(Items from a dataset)
━━━━━━━━━━

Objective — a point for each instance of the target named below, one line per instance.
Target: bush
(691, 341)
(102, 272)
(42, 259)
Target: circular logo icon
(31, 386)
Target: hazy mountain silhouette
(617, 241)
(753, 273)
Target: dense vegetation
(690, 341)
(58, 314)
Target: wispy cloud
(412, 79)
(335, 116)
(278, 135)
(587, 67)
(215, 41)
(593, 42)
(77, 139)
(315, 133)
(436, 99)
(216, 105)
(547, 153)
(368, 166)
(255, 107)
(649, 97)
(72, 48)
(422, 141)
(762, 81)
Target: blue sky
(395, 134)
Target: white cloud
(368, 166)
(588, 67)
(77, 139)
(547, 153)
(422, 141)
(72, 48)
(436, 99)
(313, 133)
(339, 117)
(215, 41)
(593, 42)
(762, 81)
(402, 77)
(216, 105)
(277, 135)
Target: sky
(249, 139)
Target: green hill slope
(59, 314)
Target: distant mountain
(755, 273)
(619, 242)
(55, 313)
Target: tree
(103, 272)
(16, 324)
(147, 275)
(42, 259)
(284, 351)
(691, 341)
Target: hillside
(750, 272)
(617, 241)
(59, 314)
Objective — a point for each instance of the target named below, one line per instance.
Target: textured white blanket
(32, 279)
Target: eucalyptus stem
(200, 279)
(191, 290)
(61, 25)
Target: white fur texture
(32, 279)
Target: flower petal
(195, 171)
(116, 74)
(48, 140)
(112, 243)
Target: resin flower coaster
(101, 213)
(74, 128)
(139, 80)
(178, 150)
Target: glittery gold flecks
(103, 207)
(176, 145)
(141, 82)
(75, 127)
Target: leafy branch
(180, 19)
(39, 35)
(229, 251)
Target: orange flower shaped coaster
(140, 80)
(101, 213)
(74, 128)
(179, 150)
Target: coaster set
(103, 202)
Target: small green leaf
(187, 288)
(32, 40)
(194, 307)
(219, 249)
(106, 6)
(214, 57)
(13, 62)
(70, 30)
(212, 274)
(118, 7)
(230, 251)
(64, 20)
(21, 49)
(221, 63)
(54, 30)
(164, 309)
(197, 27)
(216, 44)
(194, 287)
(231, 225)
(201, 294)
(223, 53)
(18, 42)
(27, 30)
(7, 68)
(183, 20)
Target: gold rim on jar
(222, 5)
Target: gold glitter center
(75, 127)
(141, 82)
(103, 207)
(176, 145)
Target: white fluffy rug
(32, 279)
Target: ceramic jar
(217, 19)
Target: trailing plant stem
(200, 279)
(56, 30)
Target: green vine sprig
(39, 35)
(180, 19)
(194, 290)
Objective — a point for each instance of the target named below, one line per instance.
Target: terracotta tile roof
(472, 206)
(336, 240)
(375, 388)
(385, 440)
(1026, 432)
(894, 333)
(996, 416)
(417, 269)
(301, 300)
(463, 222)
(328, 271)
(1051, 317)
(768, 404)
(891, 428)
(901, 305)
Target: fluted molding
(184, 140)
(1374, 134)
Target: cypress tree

━━━━━━━━━━

◆ Assignment
Repeat each entry above, keeping every word exact.

◆ Exercise response
Objective — a point for each instance of the target named below, one line per instance.
Target: bush
(691, 341)
(102, 272)
(42, 259)
Target: circular logo icon
(31, 386)
Target: hazy mountain silhouette
(617, 241)
(753, 273)
Target: dense vegetation
(690, 341)
(58, 314)
Target: wispy cloud
(412, 79)
(335, 116)
(278, 135)
(587, 67)
(215, 41)
(593, 42)
(77, 139)
(315, 133)
(436, 99)
(216, 105)
(547, 153)
(368, 166)
(255, 107)
(649, 97)
(72, 48)
(422, 141)
(762, 81)
Target: blue sky
(395, 134)
Target: white cloud
(368, 166)
(588, 67)
(77, 139)
(547, 153)
(422, 141)
(72, 48)
(436, 99)
(313, 133)
(339, 117)
(215, 41)
(593, 42)
(762, 81)
(402, 77)
(216, 105)
(277, 135)
Target: sky
(249, 139)
Target: green hill slope
(59, 314)
Target: distant mountain
(755, 273)
(619, 242)
(55, 313)
Target: tree
(103, 272)
(16, 324)
(147, 275)
(42, 259)
(284, 351)
(691, 341)
Target: hillside
(750, 272)
(617, 241)
(59, 314)
Objective — a point for each instance of the target named below, one line per instance.
Target: textured white blanket
(32, 279)
Target: eucalyptus stem
(200, 279)
(191, 290)
(61, 25)
Target: white fur texture
(32, 279)
Target: flower petal
(195, 171)
(116, 74)
(48, 140)
(112, 243)
Target: resin flower coaster
(101, 213)
(74, 128)
(139, 80)
(178, 150)
Target: glittery gold flecks
(103, 207)
(176, 145)
(141, 82)
(75, 127)
Target: leafy branch
(180, 19)
(39, 35)
(229, 251)
Target: orange flower shaped coaster
(140, 80)
(101, 213)
(74, 128)
(179, 150)
Target: coaster set
(103, 202)
Target: small green leaf
(187, 288)
(32, 40)
(194, 307)
(219, 249)
(106, 6)
(214, 57)
(13, 62)
(70, 30)
(212, 274)
(118, 7)
(230, 251)
(64, 20)
(21, 49)
(221, 63)
(54, 30)
(164, 309)
(197, 27)
(216, 44)
(194, 287)
(231, 225)
(201, 294)
(223, 53)
(18, 42)
(27, 30)
(7, 68)
(183, 20)
Target: gold rim on jar
(222, 5)
Target: gold glitter center
(75, 127)
(141, 82)
(103, 207)
(176, 145)
Target: white fluffy rug
(32, 279)
Target: ceramic jar
(217, 19)
Target: trailing plant stem
(200, 279)
(56, 30)
Target: green vine sprig
(39, 35)
(180, 19)
(194, 290)
Objective — a point for each instance of the target named below, one line per instance.
Target: terracotta tile roof
(472, 206)
(336, 240)
(375, 388)
(385, 440)
(1026, 432)
(894, 333)
(996, 416)
(417, 269)
(301, 300)
(463, 222)
(328, 271)
(1051, 317)
(768, 404)
(891, 428)
(901, 305)
Target: fluted molding
(184, 140)
(1374, 134)
Target: cypress tree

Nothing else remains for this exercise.